→ Task brief: Given the material below, return only the lines starting at the line with "If you could tag each instance of the christmas" and ending at the line with "If you could tag each instance of the dog's snout", exactly as they appear.

→ The data:
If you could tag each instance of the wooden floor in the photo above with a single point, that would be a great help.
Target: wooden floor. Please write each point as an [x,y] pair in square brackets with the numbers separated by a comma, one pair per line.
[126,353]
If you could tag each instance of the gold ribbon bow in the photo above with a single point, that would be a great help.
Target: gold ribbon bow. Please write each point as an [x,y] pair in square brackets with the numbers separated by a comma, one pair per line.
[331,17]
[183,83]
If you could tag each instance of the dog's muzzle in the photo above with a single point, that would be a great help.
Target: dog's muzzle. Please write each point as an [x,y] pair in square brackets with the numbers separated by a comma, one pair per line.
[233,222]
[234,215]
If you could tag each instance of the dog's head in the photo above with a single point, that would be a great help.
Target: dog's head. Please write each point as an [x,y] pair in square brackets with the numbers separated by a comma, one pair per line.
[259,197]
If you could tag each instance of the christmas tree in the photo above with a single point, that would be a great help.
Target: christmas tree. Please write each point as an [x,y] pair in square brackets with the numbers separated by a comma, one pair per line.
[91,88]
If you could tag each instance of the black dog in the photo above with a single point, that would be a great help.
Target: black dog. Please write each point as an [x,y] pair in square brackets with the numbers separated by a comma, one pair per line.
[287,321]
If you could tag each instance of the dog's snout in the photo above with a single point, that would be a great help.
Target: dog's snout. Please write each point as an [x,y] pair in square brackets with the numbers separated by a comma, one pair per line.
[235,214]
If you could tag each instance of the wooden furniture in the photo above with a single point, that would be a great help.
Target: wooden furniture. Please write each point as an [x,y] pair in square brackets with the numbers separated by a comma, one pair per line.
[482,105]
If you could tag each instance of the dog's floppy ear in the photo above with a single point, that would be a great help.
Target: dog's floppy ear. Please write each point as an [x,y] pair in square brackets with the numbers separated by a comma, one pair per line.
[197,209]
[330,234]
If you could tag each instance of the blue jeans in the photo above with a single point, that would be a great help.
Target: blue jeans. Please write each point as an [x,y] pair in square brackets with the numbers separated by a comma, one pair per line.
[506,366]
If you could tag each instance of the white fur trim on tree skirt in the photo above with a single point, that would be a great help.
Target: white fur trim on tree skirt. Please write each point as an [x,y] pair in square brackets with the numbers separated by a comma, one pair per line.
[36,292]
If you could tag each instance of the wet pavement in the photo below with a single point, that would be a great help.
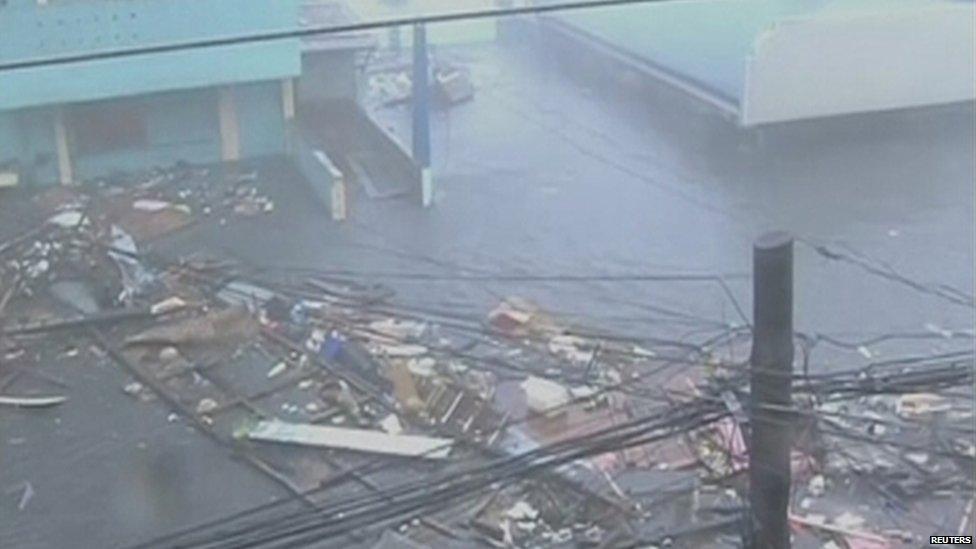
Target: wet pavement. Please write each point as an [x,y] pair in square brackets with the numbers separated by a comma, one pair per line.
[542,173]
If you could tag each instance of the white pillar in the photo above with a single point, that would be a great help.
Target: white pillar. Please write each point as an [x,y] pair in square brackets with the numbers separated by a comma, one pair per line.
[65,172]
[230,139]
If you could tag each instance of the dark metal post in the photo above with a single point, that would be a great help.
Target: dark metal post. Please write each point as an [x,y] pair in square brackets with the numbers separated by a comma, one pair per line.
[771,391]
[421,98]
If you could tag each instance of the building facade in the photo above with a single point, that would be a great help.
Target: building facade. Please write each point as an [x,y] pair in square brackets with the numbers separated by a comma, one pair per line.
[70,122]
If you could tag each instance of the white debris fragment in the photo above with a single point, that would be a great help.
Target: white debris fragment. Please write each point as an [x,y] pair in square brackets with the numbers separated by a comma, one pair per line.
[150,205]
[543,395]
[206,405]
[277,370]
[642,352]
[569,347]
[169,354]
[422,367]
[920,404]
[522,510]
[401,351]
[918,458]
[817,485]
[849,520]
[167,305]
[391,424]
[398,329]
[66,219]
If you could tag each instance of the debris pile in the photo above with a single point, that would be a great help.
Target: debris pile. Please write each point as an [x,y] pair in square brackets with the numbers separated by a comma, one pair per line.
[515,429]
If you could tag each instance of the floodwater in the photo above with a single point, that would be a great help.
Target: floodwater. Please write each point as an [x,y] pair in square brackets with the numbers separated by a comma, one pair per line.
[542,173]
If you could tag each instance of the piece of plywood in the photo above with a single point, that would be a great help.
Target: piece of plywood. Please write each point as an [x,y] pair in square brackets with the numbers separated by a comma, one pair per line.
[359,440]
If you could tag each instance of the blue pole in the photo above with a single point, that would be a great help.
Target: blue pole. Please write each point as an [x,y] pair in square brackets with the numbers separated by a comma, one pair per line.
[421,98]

---

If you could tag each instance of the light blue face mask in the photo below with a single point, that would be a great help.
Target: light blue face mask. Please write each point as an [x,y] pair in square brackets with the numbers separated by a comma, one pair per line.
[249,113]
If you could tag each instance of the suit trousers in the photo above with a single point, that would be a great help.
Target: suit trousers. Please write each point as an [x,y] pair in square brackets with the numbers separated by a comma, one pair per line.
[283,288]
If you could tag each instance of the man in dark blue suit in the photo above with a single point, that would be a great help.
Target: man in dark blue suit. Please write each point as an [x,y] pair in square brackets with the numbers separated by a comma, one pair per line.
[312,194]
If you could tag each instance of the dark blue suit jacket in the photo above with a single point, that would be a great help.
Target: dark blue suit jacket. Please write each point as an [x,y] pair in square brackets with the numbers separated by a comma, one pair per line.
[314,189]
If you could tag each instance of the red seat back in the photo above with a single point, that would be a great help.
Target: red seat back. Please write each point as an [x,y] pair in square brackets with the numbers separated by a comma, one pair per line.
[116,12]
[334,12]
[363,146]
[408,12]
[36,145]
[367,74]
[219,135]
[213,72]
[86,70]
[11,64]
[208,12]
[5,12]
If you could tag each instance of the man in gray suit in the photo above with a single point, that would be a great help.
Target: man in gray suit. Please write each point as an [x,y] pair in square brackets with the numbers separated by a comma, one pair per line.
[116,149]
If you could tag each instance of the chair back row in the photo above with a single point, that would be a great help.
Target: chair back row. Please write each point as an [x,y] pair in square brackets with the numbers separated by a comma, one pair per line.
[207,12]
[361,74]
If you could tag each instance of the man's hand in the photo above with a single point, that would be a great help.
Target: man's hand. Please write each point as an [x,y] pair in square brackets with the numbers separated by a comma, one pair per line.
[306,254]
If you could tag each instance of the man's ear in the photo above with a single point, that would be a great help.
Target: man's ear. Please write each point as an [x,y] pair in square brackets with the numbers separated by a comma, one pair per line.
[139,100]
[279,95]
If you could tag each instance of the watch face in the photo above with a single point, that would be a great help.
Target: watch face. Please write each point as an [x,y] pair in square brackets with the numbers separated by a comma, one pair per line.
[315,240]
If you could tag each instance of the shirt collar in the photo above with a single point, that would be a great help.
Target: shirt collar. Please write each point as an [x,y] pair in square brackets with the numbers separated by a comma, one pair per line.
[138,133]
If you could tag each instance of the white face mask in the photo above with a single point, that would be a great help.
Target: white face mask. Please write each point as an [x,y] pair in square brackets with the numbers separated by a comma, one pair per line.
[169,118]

→ Exercise solution:
If you could tag each instance of the christmas tree in the photo above with a single point, that would be a great help.
Target: christmas tree. Please write each point as an [x,y] pair in square brackets with the numbers separated by a comma, one pair per line.
[91,88]
If you could tag each instance of the black dog in the photo above with a single point, that would be a great help.
Target: black dog. Please write each point as an [x,y] pair in square brackets with the numbers separated by a comma, one pair per line.
[287,321]
If you could tag each instance of the dog's snout in the photo above with a single point, that would be a great help.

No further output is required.